GOAL: Pick out each line in the entries below that contains the string "ceiling", and copy those lines.
━━━━━ THE INPUT
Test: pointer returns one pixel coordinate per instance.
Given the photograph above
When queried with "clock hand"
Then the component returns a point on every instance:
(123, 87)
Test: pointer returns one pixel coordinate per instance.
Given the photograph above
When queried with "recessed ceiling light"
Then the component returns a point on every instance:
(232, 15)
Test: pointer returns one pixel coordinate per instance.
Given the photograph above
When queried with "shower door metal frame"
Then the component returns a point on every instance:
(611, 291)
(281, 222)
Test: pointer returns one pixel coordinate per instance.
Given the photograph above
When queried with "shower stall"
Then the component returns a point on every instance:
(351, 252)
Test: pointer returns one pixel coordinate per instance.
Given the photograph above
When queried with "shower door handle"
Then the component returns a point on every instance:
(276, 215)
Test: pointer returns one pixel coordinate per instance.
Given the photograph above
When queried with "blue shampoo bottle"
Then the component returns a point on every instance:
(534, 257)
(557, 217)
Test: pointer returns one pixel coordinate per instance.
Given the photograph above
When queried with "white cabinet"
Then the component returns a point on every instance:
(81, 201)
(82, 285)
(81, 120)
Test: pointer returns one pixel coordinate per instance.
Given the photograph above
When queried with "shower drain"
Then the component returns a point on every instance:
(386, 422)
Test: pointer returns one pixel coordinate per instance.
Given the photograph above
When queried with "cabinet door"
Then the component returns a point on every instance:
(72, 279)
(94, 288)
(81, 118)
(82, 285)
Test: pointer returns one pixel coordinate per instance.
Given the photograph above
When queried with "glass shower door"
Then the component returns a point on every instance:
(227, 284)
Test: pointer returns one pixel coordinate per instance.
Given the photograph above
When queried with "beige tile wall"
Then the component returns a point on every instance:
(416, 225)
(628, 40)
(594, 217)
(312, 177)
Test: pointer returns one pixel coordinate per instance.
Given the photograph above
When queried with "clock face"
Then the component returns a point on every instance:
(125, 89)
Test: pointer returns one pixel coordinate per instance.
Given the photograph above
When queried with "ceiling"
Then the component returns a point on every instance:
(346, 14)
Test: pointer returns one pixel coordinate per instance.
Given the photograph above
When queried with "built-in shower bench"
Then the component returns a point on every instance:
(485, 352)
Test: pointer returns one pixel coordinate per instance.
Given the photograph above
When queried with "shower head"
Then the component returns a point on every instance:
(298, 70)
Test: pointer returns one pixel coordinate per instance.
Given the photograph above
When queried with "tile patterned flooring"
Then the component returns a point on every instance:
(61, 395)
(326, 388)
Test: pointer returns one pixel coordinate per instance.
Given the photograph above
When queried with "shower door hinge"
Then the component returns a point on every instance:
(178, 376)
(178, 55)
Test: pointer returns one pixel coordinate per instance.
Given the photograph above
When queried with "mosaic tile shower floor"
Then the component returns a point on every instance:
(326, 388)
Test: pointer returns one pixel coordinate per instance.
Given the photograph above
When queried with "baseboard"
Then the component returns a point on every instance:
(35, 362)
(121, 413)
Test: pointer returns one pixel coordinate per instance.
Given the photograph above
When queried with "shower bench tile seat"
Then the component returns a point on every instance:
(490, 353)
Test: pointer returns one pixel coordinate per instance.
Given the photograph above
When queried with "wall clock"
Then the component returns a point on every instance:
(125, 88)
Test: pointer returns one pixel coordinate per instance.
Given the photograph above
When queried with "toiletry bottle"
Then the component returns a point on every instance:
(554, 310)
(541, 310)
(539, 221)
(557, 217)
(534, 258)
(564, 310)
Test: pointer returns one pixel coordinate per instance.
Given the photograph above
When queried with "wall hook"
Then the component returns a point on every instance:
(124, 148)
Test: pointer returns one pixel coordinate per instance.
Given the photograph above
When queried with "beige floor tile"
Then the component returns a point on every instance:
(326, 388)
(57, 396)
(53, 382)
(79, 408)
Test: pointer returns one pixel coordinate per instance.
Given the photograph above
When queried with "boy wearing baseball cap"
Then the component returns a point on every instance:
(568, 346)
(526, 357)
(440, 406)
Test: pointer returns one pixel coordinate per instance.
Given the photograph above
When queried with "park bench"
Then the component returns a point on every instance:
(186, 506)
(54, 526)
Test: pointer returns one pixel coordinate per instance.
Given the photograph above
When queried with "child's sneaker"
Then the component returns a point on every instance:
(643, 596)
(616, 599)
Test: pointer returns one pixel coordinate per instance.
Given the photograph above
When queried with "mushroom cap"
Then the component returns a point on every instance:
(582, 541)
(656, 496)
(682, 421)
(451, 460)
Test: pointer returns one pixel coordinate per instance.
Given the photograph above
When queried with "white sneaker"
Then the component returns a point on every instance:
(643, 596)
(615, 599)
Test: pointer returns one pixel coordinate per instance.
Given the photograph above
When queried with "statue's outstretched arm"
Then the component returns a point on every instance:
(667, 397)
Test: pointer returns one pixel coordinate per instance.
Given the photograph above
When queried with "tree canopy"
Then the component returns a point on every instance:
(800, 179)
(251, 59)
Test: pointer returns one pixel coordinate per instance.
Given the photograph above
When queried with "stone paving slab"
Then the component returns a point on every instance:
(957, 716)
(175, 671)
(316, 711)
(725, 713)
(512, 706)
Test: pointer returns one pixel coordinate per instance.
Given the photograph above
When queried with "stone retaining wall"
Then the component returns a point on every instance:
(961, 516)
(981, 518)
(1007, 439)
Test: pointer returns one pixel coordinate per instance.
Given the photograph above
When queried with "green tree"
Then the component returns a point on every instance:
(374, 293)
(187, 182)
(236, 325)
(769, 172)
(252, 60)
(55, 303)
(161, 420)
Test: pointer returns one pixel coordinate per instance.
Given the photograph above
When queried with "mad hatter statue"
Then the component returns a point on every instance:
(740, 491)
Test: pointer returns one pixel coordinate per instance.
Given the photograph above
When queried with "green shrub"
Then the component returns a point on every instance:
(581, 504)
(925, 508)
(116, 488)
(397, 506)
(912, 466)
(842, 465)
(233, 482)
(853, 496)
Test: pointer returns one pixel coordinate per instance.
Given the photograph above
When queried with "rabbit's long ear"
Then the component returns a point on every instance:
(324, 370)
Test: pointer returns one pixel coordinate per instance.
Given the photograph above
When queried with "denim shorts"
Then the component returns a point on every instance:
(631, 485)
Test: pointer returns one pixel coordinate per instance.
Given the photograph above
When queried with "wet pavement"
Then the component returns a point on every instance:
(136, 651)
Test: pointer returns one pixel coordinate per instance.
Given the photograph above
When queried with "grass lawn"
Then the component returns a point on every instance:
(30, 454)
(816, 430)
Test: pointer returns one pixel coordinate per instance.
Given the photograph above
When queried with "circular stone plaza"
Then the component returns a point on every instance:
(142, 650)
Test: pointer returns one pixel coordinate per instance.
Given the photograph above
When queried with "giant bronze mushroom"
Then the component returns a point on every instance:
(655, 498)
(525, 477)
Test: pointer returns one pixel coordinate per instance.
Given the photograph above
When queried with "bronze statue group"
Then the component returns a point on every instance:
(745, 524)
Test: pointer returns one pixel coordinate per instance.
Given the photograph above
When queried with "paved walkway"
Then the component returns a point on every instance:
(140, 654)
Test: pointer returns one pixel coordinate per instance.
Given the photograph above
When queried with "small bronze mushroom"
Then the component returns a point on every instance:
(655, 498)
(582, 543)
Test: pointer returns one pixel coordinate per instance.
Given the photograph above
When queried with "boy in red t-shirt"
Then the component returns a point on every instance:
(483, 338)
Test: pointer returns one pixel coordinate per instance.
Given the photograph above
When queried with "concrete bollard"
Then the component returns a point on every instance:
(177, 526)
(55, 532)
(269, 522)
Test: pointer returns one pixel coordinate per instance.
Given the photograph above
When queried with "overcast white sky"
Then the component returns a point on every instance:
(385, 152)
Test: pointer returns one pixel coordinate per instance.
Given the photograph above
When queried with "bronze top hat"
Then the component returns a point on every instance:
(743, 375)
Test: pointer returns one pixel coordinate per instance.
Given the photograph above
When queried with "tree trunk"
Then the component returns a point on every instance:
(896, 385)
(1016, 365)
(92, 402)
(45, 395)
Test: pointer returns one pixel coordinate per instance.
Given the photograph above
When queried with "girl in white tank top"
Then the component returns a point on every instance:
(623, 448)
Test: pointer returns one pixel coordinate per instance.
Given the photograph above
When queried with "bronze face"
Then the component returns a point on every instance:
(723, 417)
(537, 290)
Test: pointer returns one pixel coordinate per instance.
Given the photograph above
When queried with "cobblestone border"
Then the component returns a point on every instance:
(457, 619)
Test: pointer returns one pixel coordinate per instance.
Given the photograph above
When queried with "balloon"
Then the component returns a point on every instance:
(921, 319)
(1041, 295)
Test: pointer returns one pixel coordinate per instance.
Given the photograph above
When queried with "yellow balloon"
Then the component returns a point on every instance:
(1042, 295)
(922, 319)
━━━━━━━━━━
REPLY:
When queried with "recessed ceiling light"
When queried with "ceiling"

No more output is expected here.